— WORK REQUEST —
Once the pictures are removed, return each record below exactly as written.

START SOURCE INFORMATION

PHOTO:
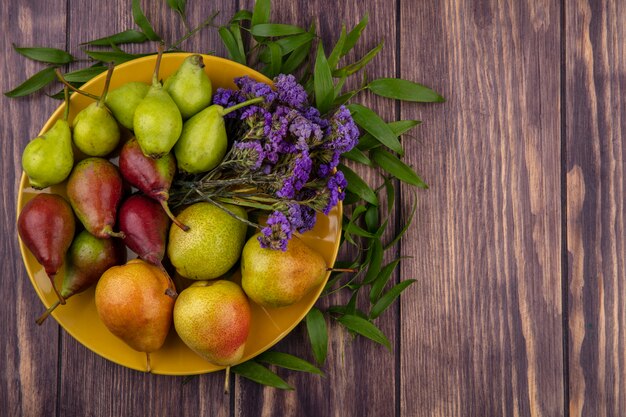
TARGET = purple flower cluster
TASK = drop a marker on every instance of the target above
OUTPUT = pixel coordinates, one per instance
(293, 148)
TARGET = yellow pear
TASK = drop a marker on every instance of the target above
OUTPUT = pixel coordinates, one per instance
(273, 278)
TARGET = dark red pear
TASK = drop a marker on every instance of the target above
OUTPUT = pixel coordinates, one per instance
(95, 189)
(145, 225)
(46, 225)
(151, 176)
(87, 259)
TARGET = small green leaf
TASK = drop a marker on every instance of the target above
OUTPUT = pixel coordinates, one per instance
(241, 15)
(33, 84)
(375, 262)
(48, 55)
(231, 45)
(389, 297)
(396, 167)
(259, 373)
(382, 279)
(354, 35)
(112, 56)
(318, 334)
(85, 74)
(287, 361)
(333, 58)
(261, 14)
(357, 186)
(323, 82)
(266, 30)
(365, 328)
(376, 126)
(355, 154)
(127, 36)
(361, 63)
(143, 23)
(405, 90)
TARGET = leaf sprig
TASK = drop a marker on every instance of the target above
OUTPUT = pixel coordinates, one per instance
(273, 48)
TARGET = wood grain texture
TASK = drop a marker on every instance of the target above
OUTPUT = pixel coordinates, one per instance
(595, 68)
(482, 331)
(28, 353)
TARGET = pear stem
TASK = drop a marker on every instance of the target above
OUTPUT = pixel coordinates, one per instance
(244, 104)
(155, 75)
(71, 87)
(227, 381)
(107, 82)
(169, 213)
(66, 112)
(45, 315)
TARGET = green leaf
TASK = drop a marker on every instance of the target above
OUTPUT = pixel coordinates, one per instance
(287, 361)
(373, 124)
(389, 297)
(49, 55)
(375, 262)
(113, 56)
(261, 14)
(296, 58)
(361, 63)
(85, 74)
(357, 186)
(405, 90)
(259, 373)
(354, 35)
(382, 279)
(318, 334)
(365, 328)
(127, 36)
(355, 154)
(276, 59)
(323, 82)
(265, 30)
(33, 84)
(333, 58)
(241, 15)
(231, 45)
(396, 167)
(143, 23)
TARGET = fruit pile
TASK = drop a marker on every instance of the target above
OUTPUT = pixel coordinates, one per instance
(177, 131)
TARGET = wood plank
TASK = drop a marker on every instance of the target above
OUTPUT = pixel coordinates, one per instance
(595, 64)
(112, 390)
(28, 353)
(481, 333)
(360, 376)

END SOURCE INFORMATION

— THE ANSWER —
PHOTO:
TARGET = purple flower cluster
TASK = drop a marker on every instance of the target above
OUTPUT = pixel coordinates, one per instance
(293, 148)
TARGET = yellow pear
TASK = drop a marker on every instance of the target above
OUTPUT = pixel coordinates, one per instance
(273, 278)
TARGET = dark red pear
TASK = drop a marker on every instance of the target above
OUTPUT = pixel coordinates, one per instance
(95, 189)
(145, 225)
(46, 225)
(151, 176)
(87, 259)
TARGET = small green leaf
TASK = drop a marker on every instance of the target above
OUTPUT = pixel coordinates, one per instance
(241, 15)
(33, 84)
(375, 262)
(48, 55)
(231, 45)
(389, 297)
(396, 167)
(259, 373)
(382, 279)
(354, 35)
(112, 56)
(318, 334)
(85, 74)
(287, 361)
(333, 58)
(261, 14)
(357, 186)
(323, 82)
(266, 30)
(365, 328)
(376, 126)
(355, 154)
(127, 36)
(361, 63)
(143, 23)
(405, 90)
TARGET = leaf sprig
TASK = drop a marker on every instance of the target above
OUTPUT = pixel coordinates, one per instance
(273, 48)
TARGET = wood grain texture
TASK = drop a marker on every instance of the target above
OUTPUT = pixel coordinates, one per instance
(595, 68)
(482, 331)
(28, 353)
TARGET = pear stem
TASK = drop a marker on every instance of the target above
OUTPUT = pixel coordinates, one per instance
(244, 104)
(155, 75)
(71, 87)
(227, 381)
(107, 82)
(169, 213)
(66, 112)
(45, 315)
TARGET = green leaf
TASK = drop a marker on every instance of the target above
OUTPUT = pixel coordinates, one per instance
(287, 361)
(373, 124)
(389, 297)
(49, 55)
(375, 262)
(113, 56)
(261, 14)
(296, 58)
(361, 63)
(85, 74)
(357, 186)
(405, 90)
(259, 373)
(354, 35)
(382, 279)
(318, 334)
(365, 328)
(127, 36)
(355, 154)
(276, 59)
(323, 82)
(265, 30)
(33, 84)
(333, 58)
(241, 15)
(231, 45)
(396, 167)
(143, 23)
TARGET = fruit pile
TASK = drop a marker on every instance of the target above
OUTPUT = pixel coordinates, one per instance
(177, 131)
TARGET = wood plank
TASK = drop a marker on every instance of the target above
OUTPUT = pixel coordinates, one per instance
(595, 64)
(112, 390)
(28, 353)
(481, 333)
(360, 376)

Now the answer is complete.